## Document excerpt
╭──

Schematic representation of the anabolic and catabolic pathways so far proposed for the acylethanolamides and 2-AG. Adapted from Di Marzo and Petrosino (2007). Abbreviations used: Abh4, alpha/beta-hydrolase 4; 2-AG, 2-arachidonoylglycerol; DAGL, sn-1-selective diacylglycerol lipase; AMT, putative endocannabinoid membrane transporter; FAAH, fatty acid amide hydrolase; lyso-PLD, lysophospholipase D; MAGLs, monoacylglycerol lipases; NAPE-PLD, N-acylphosphatidyl-ethanolamine-selective phospholipase D; PLA2, phospholipase A2; PLC, phospholipase C; PTPN22, protein tyrosine phosphatase N22.

Figure 2

Regulation of oleoylethanolamide (OEA) and palmitoylethanolamide (PEA) levels during adipocyte differentiation. (a) Differentiation of mouse 3T3F442A pre-adipocytes into adipocytes induced by insulin (0.9 μM) was monitored by measuring peroxisome proliferator-activated receptor (PPAR)-γ expression by real-time reverse transcription (RT)–PCR (lower panel), or Oil Red-O staining under a microscope (upper panel; adapted from Matias et al., 2006). RNA expression is expressed as fold-enhancement over day 0. Error bars are not shown and they were always <10%. s.d. values for cycle threshold were always <1%. (b) Levels of OEA and PEA during adipocyte differentiation induced with insulin (0.9 μM). OEA and PEA levels were measured by isotope-dilution LC-MS (see Methods). Data are means±s.e.mean of n=3–6 separate experiments. ^*=P<0.01 vs day 0, respectively, as assessed by ANOVA followed by the Bonferroni's test.

Figure 3

Regulation of oleoylethanolamide (OEA) and palmitoylethanolamide (PEA) levels in adipocytes. (a) Effect on OEA and PEA levels of a 24 h stimulation with leptin (20 nM) of differentiated adipocytes (8 days of treatment with 0.9 μM insulin). (b) Effect on OEA and PEA levels of prolonged 12 h stimulation with WY14643 (a peroxisome proliferator-activated receptor (PPAR)-α agonist, 20 μM) and ciglitazone (a PPAR-γ agonist, 20 μM) of differentiated adipocytes. Data are means±s.e.mean of n=4–6 separate experiments. ^*=P<0.05 vs vehicle, respectively, as assessed by ANOVA followed by Bonferroni's test.

╰──

## Work order A
Answer these questions using the figure captions on OEA and PEA:
(i) What insulin concentration was used to start adipocyte differentiation?
(ii) For how long were the differentiated adipocytes stimulated with leptin?
(iii) Which compound is named as the PPAR-γ agonist?
## Work order B
Put this sentence from the figure captions on OEA and PEA into Spanish: "OEA and PEA levels were measured by isotope-dilution LC-MS (see Methods)."
## Work order C
Carry on the figure captions on OEA and PEA from the point where they end.
The entries come from a different source than the figure captions on OEA and PEA.

## Record set
╭──

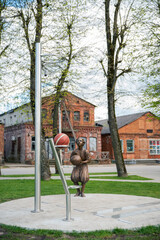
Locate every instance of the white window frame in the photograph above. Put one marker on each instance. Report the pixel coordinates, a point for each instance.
(132, 144)
(154, 149)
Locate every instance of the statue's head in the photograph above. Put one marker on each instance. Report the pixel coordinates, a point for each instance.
(80, 142)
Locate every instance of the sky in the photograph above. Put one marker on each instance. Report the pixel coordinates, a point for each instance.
(92, 84)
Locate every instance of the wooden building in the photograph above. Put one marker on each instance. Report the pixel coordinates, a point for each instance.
(139, 135)
(19, 131)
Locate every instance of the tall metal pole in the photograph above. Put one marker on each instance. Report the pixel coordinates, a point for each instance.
(37, 202)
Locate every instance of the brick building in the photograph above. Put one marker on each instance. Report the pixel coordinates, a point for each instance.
(19, 131)
(139, 135)
(1, 142)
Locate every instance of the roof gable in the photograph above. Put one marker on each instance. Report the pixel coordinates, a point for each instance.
(121, 121)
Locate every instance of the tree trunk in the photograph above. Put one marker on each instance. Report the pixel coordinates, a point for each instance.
(121, 169)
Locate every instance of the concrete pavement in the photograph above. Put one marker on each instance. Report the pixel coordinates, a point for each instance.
(94, 212)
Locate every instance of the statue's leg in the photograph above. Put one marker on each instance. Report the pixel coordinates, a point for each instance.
(82, 190)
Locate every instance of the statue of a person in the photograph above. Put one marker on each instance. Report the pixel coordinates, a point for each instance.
(80, 157)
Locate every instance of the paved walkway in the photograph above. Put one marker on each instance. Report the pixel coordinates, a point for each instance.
(94, 212)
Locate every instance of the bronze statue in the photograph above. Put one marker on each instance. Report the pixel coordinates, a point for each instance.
(80, 157)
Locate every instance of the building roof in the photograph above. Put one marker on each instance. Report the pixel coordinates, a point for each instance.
(121, 121)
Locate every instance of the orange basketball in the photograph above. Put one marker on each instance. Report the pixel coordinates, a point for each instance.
(75, 159)
(61, 139)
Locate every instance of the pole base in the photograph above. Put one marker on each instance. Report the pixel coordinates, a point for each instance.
(37, 211)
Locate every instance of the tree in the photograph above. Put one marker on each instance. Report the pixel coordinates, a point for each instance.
(27, 14)
(116, 31)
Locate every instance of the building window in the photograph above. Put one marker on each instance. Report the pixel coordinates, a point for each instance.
(85, 145)
(33, 144)
(44, 113)
(122, 145)
(71, 144)
(154, 147)
(93, 144)
(76, 116)
(64, 116)
(130, 145)
(86, 116)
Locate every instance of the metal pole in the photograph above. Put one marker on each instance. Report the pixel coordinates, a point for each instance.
(37, 202)
(59, 113)
(60, 129)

╰──

## Result A
(i) 0.9 μM
(ii) 24 h
(iii) Ciglitazone

## Result B
Los niveles de OEA y PEA se midieron mediante LC-MS por dilución isotópica (véase Métodos).

## Result C
Figure 4

Oleoylethanolamide (OEA) and palmitoylethanolamide (PEA) levels in the visceral adipose tissue of normoweight and overweight/obese humans and in the subcutaneous fat of obese patients (Table 1). ^**=P<0.003 vs visceral fat from the corresponding obese patients, as assessed by paired Student's t-test.

Figure 5

Levels of oleoylethanolamide (OEA) and palmitoylethanolamide (PEA) in RIN m5F β-cells kept on ‘low' (13 mM, G13) and ‘high' (25 mM, G25) glucose for 24 h before stimulation with either glucose (33 mM, 2 h, G33), insulin (100 nM, 2 h) or glucose+insulin (2 h). Data are means±s.e.mean of n=6 separate experiments. ^*=P<0.05 vs vehicle as assessed by ANOVA followed by the Bonferroni's test. Note that ‘low', ‘high' and ‘very high' glucose do not refer to, nor do they reflect, the fasting concentrations of glucose occurring in humans during normo- or hyperglycaemia, respectively. They refer instead to the optimal culturing conditions of RIN-m5F β-cells, which the manufacturer advises to grow in 25 mM glucose.

Figure 6

(a) Blood oleoylethanolamide (OEA) and palmitoylethanolamide (PEA) levels in overweight type 2 diabetes (T2D) vs healthy volunteers. Data are means±s.e.mean of n=8 healthy volunteers and n=10 T2D patients. (b) Blood OEA and PEA levels in postprandial vs preprandial healthy normoweight volunteers. Blood sampling was carried out 1 h before and after the meal, respectively. Data are means±s.e.mean of n=12 subjects. ^*=P<0.05 vs controls, respectively, as assessed by the Kruskal–Wallis nonparametric test (a), or the two-tailed paired Student's t-test (b).